*** TEXTO PROPORCIONADO ***

Es una mujer de baja estatura, morena, sencilla, con un chaleco rojo y un vestido negro estampado. Se notaba en sus manos que es una mujer de mucho trabajo. Le pregunté hasta donde iba. Me bajo en Copilco y luego tomo una pesera para Cerro del Judío, me dijo ¿De dónde viene? De La Merced. La charla comenzó más animada. Me dijo que tiene un negocio de venta de tamales y atole en su casa; tiene cinco hijos, pero cuatro casados y sólo uno vive con ella ¿Nadie la acompaña porque eso no está ligero? Le pregunté. No, señor, hoy nadie pudo ¡Está pesado! Pues sí, pero que quiere que haga.
Dijo que está yendo cada ocho días por las hojas de maíz porque ya se acerca el Día de la Candelaria y las acumula para que no le falten. Ese día, el 2 de febrero, vende unos 200 tamales a 12 pesos cada uno. El mismo precio para los tamales de Oaxaca En un día normal vende unos 50 tamales ¿Y sí le sale? Pues sale para ganarse un dinerito, pero ya no es mucho negocio. Imagínese, el paquete de hojas me lo dan a 50 pesos y a 100 pesos las hojas de plátano para los tamales de Oaxaca. Muy caro. Y no todas las hojas resultan buenas, hay que desechar varias. También tengo que buscar los mejores lugares para comprarlas. Y a cargar de La Merced hasta su casa, le dije.

***

Transcribe del texto sobre la vendedora de tamales el fragmento comprendido entre "Dijo que está" y "casa, le dije.", ambos incluidos.

*** LISTADO DE DATOS ***

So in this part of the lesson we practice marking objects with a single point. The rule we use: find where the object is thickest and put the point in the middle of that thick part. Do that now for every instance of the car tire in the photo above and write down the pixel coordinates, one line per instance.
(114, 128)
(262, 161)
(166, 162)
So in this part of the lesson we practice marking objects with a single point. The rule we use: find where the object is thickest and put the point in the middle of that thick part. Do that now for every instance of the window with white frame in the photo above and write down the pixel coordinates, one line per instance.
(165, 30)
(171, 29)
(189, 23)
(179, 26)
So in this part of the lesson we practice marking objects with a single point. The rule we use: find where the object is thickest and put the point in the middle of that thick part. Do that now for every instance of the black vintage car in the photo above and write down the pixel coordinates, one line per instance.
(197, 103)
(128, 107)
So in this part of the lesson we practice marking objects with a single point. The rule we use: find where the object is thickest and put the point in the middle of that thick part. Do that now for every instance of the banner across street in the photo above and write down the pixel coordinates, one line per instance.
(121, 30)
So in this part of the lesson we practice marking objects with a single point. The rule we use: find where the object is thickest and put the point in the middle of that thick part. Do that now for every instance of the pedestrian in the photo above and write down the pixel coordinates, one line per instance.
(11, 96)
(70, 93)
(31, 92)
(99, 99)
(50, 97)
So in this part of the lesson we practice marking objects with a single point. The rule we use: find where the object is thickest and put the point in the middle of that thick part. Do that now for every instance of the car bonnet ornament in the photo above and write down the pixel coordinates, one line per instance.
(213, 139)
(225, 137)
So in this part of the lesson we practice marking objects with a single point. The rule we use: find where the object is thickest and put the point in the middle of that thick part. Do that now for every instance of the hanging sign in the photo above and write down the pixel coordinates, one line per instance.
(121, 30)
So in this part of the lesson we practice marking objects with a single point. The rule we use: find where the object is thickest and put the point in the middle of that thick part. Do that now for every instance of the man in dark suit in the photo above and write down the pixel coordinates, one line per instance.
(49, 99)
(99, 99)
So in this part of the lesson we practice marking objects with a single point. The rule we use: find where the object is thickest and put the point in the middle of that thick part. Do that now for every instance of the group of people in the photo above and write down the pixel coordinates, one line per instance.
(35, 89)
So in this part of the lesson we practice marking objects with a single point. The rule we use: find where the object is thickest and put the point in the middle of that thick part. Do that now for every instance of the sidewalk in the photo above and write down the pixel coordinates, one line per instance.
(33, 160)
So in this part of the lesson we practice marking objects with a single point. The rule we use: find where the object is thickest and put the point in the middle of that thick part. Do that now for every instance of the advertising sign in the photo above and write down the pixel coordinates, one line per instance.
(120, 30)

***

RESPUESTA.
Dijo que está yendo cada ocho días por las hojas de maíz porque ya se acerca el Día de la Candelaria y las acumula para que no le falten. Ese día, el 2 de febrero, vende unos 200 tamales a 12 pesos cada uno. El mismo precio para los tamales de Oaxaca En un día normal vende unos 50 tamales ¿Y sí le sale? Pues sale para ganarse un dinerito, pero ya no es mucho negocio. Imagínese, el paquete de hojas me lo dan a 50 pesos y a 100 pesos las hojas de plátano para los tamales de Oaxaca. Muy caro. Y no todas las hojas resultan buenas, hay que desechar varias. También tengo que buscar los mejores lugares para comprarlas. Y a cargar de La Merced hasta su casa, le dije.